(Lines from a box labeling dataset)
-- begin --

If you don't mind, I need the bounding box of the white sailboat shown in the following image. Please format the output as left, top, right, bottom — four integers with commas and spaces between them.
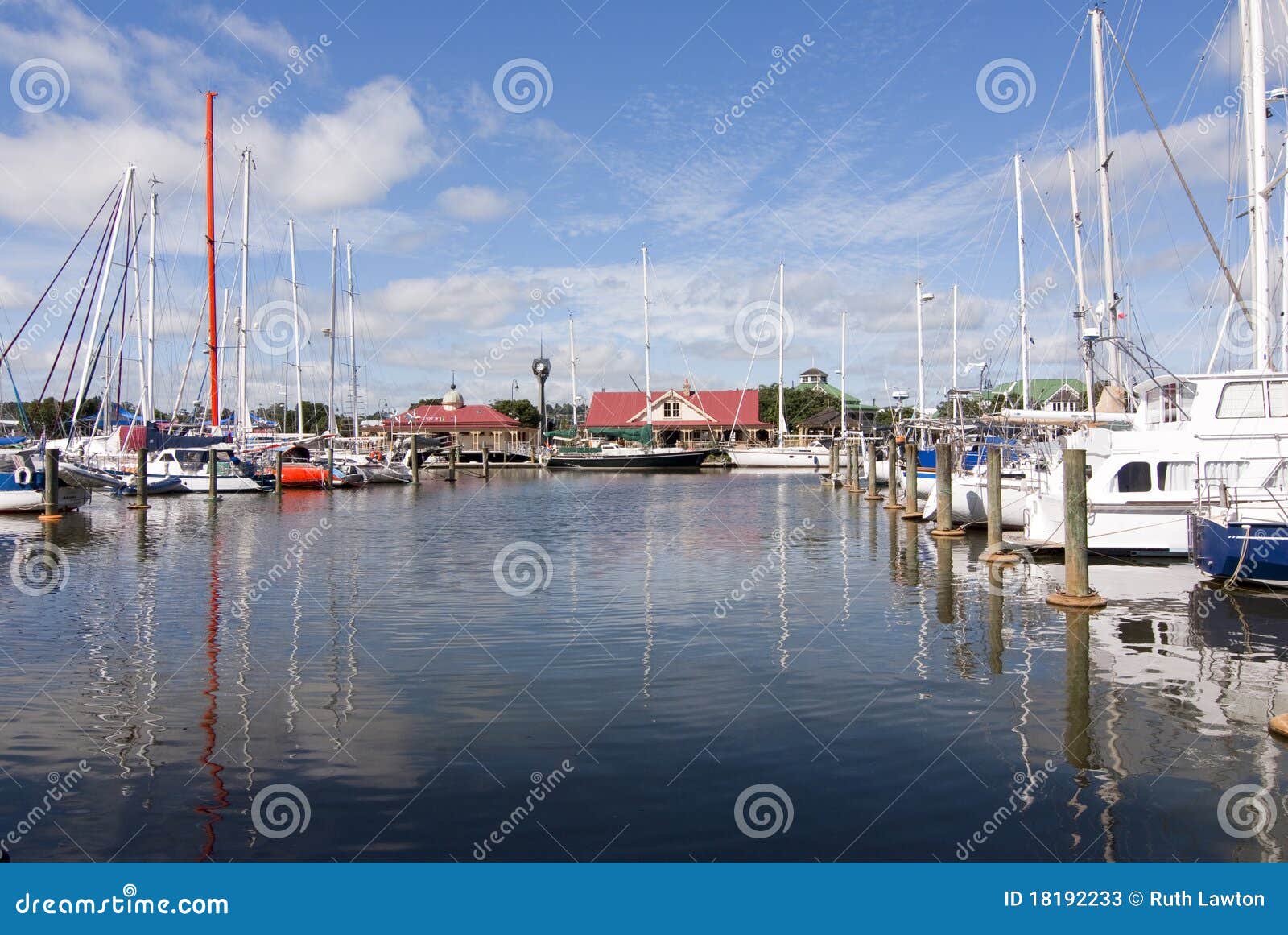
1016, 0, 1288, 555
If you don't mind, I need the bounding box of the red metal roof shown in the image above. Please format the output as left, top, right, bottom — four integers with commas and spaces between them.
584, 389, 773, 429
391, 406, 519, 432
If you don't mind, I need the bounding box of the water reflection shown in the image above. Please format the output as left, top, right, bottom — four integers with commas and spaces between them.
0, 471, 1288, 860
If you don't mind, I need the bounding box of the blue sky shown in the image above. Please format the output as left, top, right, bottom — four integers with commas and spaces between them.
0, 0, 1272, 410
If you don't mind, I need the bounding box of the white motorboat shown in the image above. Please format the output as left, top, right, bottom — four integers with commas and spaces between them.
1022, 372, 1288, 555
148, 442, 266, 493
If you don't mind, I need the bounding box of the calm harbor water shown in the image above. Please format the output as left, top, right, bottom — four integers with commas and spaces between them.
0, 471, 1288, 862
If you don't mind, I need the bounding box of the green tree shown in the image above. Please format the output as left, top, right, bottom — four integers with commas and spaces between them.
760, 384, 832, 432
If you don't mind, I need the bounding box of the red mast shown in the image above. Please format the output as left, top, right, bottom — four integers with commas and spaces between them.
206, 92, 219, 434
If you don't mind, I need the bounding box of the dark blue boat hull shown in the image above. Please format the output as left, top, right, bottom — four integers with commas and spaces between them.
1190, 514, 1288, 587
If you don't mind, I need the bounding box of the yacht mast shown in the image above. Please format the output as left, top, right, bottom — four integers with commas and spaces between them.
326, 226, 340, 436
1065, 147, 1095, 396
1087, 6, 1123, 394
568, 310, 577, 436
67, 166, 134, 441
953, 282, 962, 424
640, 243, 653, 449
1239, 0, 1270, 370
143, 180, 157, 423
1015, 153, 1029, 410
206, 92, 219, 436
237, 148, 250, 445
841, 307, 848, 440
286, 217, 304, 436
778, 260, 787, 449
344, 241, 358, 451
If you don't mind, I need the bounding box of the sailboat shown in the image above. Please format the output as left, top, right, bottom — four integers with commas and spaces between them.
546, 246, 716, 471
726, 263, 848, 470
1009, 0, 1288, 555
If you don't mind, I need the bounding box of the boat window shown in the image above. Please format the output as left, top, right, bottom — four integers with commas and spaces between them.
1113, 461, 1150, 493
1216, 380, 1266, 419
1203, 461, 1248, 486
1266, 461, 1288, 493
1266, 380, 1288, 419
1158, 461, 1198, 493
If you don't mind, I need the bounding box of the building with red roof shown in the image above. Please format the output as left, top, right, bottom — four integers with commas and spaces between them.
582, 380, 774, 445
385, 384, 537, 451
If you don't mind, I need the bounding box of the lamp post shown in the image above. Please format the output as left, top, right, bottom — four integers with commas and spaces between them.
530, 357, 550, 449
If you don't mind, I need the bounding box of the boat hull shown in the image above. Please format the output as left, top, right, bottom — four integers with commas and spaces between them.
1189, 514, 1288, 587
546, 449, 712, 471
728, 445, 848, 470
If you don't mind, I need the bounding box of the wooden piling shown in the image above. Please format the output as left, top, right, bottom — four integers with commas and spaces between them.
902, 438, 921, 523
1047, 449, 1109, 609
930, 442, 966, 538
980, 445, 1020, 564
40, 445, 63, 523
130, 449, 148, 510
863, 441, 881, 499
886, 438, 903, 510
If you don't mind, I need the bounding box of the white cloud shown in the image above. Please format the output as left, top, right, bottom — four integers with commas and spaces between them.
434, 185, 514, 221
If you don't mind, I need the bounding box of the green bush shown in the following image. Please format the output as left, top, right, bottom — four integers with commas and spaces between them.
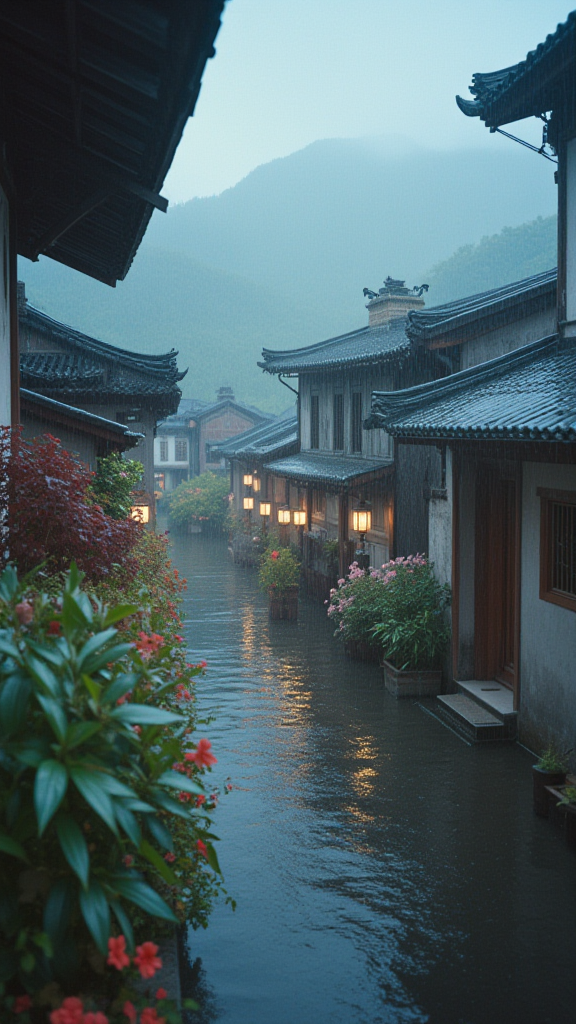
0, 566, 219, 992
258, 548, 300, 594
168, 472, 230, 530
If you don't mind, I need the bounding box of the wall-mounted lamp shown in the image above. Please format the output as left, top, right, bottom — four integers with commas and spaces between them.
130, 505, 150, 523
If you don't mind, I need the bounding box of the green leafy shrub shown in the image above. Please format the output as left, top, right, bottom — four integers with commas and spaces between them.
168, 472, 229, 530
258, 548, 300, 594
90, 452, 143, 519
0, 566, 219, 992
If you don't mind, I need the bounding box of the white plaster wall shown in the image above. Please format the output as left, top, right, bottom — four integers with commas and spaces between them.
519, 463, 576, 766
0, 188, 11, 426
566, 138, 576, 336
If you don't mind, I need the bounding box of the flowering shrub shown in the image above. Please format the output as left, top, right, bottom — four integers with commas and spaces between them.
328, 555, 450, 669
0, 566, 219, 999
91, 452, 143, 519
258, 548, 300, 594
169, 472, 229, 529
372, 555, 450, 671
0, 427, 141, 580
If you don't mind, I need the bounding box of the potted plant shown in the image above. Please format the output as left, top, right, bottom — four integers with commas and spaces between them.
372, 555, 450, 697
532, 744, 570, 818
258, 548, 300, 621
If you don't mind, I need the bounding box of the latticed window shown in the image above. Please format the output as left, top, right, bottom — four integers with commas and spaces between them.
174, 437, 188, 462
538, 488, 576, 611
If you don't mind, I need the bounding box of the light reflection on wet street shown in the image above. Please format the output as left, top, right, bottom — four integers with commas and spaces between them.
172, 536, 576, 1024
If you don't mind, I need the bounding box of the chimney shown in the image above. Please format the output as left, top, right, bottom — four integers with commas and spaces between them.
364, 278, 428, 327
216, 387, 234, 401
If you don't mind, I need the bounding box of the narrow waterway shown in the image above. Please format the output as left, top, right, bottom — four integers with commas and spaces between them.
173, 537, 576, 1024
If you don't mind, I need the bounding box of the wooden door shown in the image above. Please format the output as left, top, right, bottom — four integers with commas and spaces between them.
475, 466, 519, 689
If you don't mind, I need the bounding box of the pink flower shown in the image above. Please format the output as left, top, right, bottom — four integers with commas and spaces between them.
107, 935, 130, 971
14, 601, 34, 626
140, 1007, 166, 1024
49, 995, 84, 1024
134, 942, 162, 978
12, 995, 32, 1014
184, 738, 218, 768
122, 999, 136, 1024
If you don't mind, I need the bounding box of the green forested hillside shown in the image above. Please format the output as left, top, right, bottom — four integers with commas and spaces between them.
19, 139, 557, 411
426, 217, 557, 305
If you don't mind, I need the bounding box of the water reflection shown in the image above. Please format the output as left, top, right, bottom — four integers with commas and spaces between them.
175, 538, 576, 1024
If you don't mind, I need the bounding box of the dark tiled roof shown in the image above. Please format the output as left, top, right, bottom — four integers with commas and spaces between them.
211, 416, 298, 459
406, 268, 557, 341
20, 388, 145, 445
5, 0, 223, 285
365, 335, 576, 441
456, 11, 576, 128
258, 316, 410, 374
266, 452, 394, 487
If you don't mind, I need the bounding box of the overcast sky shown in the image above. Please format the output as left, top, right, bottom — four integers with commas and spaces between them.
163, 0, 571, 203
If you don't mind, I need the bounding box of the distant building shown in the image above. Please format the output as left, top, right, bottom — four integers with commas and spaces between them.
18, 283, 186, 495
154, 387, 271, 494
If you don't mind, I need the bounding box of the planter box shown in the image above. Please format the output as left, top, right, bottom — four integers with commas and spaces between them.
344, 640, 382, 665
269, 587, 298, 623
382, 660, 442, 697
532, 765, 566, 818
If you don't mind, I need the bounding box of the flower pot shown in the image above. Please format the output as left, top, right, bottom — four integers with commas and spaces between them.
344, 640, 382, 665
382, 659, 442, 697
532, 765, 566, 818
269, 587, 298, 622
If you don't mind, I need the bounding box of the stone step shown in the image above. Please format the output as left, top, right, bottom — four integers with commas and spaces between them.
435, 693, 506, 743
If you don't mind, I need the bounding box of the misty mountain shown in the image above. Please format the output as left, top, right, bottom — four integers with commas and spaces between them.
425, 211, 558, 305
20, 139, 556, 410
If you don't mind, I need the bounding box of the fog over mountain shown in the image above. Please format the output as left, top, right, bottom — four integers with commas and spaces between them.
20, 139, 557, 410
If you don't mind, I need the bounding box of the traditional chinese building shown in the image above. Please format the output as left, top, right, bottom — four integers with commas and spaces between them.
368, 13, 576, 750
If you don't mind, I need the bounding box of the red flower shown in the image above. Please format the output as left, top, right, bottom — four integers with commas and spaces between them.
14, 601, 34, 626
12, 995, 32, 1014
122, 999, 136, 1024
107, 935, 130, 971
134, 942, 162, 978
49, 995, 84, 1024
140, 1007, 166, 1024
184, 739, 218, 768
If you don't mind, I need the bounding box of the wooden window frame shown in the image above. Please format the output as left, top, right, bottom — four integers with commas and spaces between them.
310, 394, 320, 452
332, 391, 344, 452
536, 487, 576, 611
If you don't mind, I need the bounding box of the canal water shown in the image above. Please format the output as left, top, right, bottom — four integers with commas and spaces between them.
173, 537, 576, 1024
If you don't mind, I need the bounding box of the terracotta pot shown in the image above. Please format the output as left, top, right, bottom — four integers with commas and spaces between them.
344, 640, 382, 665
269, 587, 298, 622
532, 765, 566, 818
382, 659, 442, 697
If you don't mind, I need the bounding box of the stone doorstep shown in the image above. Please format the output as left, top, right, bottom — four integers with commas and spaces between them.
437, 693, 504, 743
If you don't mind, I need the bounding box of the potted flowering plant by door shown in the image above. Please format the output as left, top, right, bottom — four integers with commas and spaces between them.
258, 548, 300, 621
372, 555, 450, 697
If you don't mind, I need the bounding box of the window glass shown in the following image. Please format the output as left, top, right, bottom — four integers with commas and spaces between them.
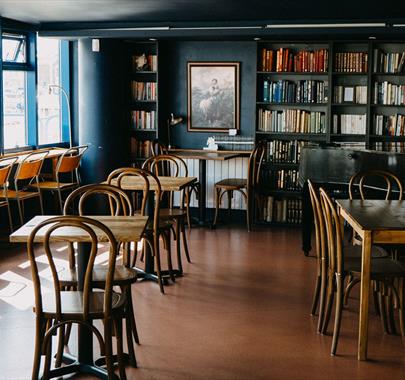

-- end --

[Aim]: Please rewrite the stretch from the line containing "the red flower" through the final line above as a numbered list, skipping blank lines and leaving out the pictures.

[The output]:
1. If you don't mind, I need the bounding box of the red flower shown in the image above. Please format the output as left, top, right, bottom — four integers with commas and spaces between them.
2. 14, 601, 34, 626
3. 12, 995, 32, 1014
4. 122, 999, 136, 1024
5. 107, 935, 130, 971
6. 134, 942, 162, 978
7. 49, 995, 84, 1024
8. 140, 1007, 166, 1024
9. 184, 739, 218, 768
10. If you don't mind, I need the bounding box of the wooden window frame shown in the image above. Please format the output as left, top, right, bottom — four integers with commas and spaces between them.
11. 310, 394, 320, 452
12. 332, 391, 344, 452
13. 536, 487, 576, 611
14. If you don't mind, I need the bounding box of the canal water shown in the image above. Please format the output as left, top, right, bottom — four integers with commas and spaces between them.
15. 173, 537, 576, 1024
16. If you don't mind, I need the bounding box of the terracotta pot shown in the image above. Please format the output as left, top, right, bottom — four integers with commas and spaces between them.
17. 344, 640, 382, 665
18. 269, 587, 298, 622
19. 532, 765, 566, 818
20. 382, 659, 442, 697
21. If you don't mind, I need the bounding box of the stone doorstep shown in the image above. Please format the output as left, top, right, bottom — four integers with commas and spaces between them.
22. 437, 693, 504, 743
23. If you don't mind, I need the bounding box of the potted flowering plant by door shown in the image above. Please format the output as left, top, right, bottom — four integers with commas and spaces between them.
24. 258, 548, 300, 621
25. 372, 555, 450, 697
26. If you don't mind, I need the bounding box of the window glass shown in the following image. Please format the output as left, top, right, bottom — four integers with commas and spaces between them.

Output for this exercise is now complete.